*Directions:* Pull out every line of the records that contains the string "exact", with case counting.

*Records provided:*
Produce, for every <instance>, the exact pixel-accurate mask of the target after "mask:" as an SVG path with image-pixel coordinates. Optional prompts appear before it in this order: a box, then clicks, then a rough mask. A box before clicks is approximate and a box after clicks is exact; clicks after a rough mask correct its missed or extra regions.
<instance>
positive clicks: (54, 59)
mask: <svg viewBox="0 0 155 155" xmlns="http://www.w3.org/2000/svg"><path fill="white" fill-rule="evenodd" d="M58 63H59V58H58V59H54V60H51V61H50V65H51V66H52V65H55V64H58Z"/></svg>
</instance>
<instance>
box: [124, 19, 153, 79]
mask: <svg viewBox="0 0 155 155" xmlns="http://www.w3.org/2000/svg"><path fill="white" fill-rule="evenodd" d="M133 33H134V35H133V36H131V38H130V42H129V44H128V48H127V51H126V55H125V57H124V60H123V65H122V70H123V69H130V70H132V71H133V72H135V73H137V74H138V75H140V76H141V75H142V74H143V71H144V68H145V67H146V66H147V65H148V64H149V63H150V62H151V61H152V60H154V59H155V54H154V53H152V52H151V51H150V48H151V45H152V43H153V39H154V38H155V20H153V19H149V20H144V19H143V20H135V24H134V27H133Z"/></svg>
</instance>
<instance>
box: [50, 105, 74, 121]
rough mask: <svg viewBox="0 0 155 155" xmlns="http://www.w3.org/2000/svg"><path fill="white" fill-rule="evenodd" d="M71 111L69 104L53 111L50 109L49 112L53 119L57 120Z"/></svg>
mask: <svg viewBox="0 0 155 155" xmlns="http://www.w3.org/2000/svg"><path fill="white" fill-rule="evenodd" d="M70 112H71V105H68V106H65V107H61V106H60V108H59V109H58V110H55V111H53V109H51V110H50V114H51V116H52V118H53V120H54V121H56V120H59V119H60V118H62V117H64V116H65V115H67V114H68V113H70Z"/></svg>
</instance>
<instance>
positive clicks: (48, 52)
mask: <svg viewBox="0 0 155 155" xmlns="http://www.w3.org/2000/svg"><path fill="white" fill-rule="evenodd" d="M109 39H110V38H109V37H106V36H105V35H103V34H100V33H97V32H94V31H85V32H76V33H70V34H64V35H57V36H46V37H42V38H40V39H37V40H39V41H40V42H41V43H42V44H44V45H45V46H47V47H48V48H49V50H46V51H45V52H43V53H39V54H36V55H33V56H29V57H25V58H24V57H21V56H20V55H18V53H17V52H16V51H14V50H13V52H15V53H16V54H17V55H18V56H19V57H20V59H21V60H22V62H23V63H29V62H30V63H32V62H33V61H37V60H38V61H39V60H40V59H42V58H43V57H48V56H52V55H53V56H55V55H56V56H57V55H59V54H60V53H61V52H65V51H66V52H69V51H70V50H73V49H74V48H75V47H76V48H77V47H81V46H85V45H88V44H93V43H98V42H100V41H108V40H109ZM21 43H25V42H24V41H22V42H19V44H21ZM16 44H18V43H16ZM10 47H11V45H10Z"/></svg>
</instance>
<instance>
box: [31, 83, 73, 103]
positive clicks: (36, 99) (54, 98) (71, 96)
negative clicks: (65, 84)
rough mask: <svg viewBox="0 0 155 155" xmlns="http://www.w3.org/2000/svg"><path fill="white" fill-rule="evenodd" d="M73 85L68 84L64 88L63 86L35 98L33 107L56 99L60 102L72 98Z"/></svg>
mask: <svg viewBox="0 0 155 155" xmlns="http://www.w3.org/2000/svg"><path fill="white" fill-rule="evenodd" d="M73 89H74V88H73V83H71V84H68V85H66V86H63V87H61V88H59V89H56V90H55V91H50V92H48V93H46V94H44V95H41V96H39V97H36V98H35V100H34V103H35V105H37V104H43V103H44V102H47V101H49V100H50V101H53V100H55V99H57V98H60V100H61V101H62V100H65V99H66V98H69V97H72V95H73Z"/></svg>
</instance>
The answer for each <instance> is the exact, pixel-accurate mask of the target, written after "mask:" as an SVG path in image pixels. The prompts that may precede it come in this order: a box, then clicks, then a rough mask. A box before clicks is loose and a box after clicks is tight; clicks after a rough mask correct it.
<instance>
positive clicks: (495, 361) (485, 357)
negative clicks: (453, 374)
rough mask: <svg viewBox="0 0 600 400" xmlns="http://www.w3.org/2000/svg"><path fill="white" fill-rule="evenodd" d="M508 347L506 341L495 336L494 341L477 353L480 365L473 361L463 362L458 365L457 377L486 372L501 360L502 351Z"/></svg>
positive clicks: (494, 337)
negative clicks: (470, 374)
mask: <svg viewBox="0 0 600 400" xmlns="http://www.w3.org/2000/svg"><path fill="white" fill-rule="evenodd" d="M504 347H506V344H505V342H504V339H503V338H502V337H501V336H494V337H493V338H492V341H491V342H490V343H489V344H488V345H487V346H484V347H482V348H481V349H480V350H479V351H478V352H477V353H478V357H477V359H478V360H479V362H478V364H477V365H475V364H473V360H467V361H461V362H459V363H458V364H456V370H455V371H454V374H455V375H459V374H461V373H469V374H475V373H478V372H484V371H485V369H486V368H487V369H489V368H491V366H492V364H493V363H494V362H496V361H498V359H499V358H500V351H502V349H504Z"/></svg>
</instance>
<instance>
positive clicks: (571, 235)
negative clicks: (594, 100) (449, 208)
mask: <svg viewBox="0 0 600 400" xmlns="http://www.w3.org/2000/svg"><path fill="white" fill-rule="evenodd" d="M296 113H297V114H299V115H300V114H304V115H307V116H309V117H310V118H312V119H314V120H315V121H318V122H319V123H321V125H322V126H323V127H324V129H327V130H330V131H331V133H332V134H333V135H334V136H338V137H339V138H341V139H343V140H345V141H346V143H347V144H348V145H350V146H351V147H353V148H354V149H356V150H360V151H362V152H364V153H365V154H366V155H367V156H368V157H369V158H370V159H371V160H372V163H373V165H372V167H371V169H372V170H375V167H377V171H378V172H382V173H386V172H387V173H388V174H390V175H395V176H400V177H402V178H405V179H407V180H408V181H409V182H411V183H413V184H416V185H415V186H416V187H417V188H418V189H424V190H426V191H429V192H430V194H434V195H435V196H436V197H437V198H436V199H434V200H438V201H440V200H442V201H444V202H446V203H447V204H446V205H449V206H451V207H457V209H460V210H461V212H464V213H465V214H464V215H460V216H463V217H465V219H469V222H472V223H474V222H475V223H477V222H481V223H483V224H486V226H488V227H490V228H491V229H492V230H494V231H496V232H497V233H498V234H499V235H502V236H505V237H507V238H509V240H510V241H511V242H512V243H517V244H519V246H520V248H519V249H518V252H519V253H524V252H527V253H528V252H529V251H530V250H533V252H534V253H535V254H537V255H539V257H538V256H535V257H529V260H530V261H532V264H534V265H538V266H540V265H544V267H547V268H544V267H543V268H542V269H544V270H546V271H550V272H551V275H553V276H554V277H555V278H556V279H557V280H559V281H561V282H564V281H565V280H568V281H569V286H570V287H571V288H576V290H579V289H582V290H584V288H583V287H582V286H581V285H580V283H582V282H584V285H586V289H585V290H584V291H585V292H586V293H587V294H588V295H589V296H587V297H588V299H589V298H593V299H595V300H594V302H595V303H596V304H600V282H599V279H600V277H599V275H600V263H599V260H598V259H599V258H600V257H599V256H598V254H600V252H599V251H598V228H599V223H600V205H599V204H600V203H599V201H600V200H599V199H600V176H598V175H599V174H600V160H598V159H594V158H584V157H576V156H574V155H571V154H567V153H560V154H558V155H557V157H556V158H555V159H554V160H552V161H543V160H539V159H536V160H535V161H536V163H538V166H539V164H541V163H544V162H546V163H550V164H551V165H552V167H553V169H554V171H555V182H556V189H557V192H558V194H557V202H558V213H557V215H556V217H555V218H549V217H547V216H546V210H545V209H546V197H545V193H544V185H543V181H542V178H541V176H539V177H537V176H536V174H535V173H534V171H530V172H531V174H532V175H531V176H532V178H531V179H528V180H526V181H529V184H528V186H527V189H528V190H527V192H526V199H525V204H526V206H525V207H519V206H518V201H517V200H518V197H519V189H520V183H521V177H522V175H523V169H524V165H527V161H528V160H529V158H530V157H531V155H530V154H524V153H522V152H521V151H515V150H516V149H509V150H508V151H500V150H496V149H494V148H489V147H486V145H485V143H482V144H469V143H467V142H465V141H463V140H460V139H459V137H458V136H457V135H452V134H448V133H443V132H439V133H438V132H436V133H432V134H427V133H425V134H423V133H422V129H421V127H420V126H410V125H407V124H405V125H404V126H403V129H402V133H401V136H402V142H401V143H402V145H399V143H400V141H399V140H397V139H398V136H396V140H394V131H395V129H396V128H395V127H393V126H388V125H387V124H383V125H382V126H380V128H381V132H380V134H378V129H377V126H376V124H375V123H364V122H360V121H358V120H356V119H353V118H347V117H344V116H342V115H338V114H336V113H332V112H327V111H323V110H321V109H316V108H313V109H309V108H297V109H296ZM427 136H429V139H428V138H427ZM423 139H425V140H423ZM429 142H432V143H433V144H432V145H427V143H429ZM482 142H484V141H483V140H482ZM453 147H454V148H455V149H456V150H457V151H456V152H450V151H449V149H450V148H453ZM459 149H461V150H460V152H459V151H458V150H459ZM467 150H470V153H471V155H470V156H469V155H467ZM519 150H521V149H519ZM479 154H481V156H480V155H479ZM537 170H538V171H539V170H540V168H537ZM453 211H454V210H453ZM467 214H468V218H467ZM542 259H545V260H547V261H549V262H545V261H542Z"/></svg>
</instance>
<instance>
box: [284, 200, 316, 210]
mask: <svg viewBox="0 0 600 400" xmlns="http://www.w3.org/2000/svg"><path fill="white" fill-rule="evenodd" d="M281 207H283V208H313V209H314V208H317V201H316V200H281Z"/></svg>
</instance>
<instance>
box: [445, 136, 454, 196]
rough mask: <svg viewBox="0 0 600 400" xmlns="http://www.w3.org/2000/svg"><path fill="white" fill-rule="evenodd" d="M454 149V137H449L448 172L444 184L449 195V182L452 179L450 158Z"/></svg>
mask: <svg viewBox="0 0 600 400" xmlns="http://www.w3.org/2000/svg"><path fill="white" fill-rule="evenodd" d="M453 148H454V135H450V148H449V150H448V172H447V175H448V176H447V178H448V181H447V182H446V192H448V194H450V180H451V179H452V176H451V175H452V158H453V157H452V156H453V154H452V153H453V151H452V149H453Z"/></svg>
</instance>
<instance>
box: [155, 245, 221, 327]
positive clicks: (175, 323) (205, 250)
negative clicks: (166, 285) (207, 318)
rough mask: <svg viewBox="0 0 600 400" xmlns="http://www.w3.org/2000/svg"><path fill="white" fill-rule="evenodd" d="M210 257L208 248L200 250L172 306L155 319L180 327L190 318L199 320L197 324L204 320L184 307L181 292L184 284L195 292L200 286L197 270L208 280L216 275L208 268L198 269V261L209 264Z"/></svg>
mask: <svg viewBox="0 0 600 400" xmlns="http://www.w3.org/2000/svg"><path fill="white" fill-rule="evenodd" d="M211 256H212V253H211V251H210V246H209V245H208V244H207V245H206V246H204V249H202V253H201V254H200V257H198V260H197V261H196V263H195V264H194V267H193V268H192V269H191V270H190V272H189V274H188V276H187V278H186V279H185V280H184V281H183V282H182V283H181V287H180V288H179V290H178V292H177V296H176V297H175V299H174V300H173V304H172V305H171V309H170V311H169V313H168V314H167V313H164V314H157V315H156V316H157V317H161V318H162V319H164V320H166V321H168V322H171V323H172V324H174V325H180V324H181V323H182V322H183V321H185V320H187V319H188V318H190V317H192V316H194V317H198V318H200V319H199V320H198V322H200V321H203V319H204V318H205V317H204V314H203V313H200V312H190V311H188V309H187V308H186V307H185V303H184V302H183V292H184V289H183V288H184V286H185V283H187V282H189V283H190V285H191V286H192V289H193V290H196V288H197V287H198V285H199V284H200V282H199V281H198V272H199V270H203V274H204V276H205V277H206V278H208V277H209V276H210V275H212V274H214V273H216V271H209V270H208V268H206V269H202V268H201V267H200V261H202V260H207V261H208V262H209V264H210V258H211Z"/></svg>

*Response for this exercise:*
Produce, for every <instance>, the exact pixel-accurate mask of the target after "mask:" as an SVG path with image-pixel coordinates. Optional prompts appear before it in this order: a box, then clicks, then a rough mask. A box before clicks is approximate and a box after clicks is exact; clicks after a rough mask correct its missed or extra regions.
The answer for each <instance> is the exact, pixel-accurate mask of the target, written after "mask:" as an SVG path in image pixels. The prompts that may precede it come in this order: a box, then clicks, then a rough mask. A box before clicks is loose and a box after clicks is tight; clicks after a rough mask correct it.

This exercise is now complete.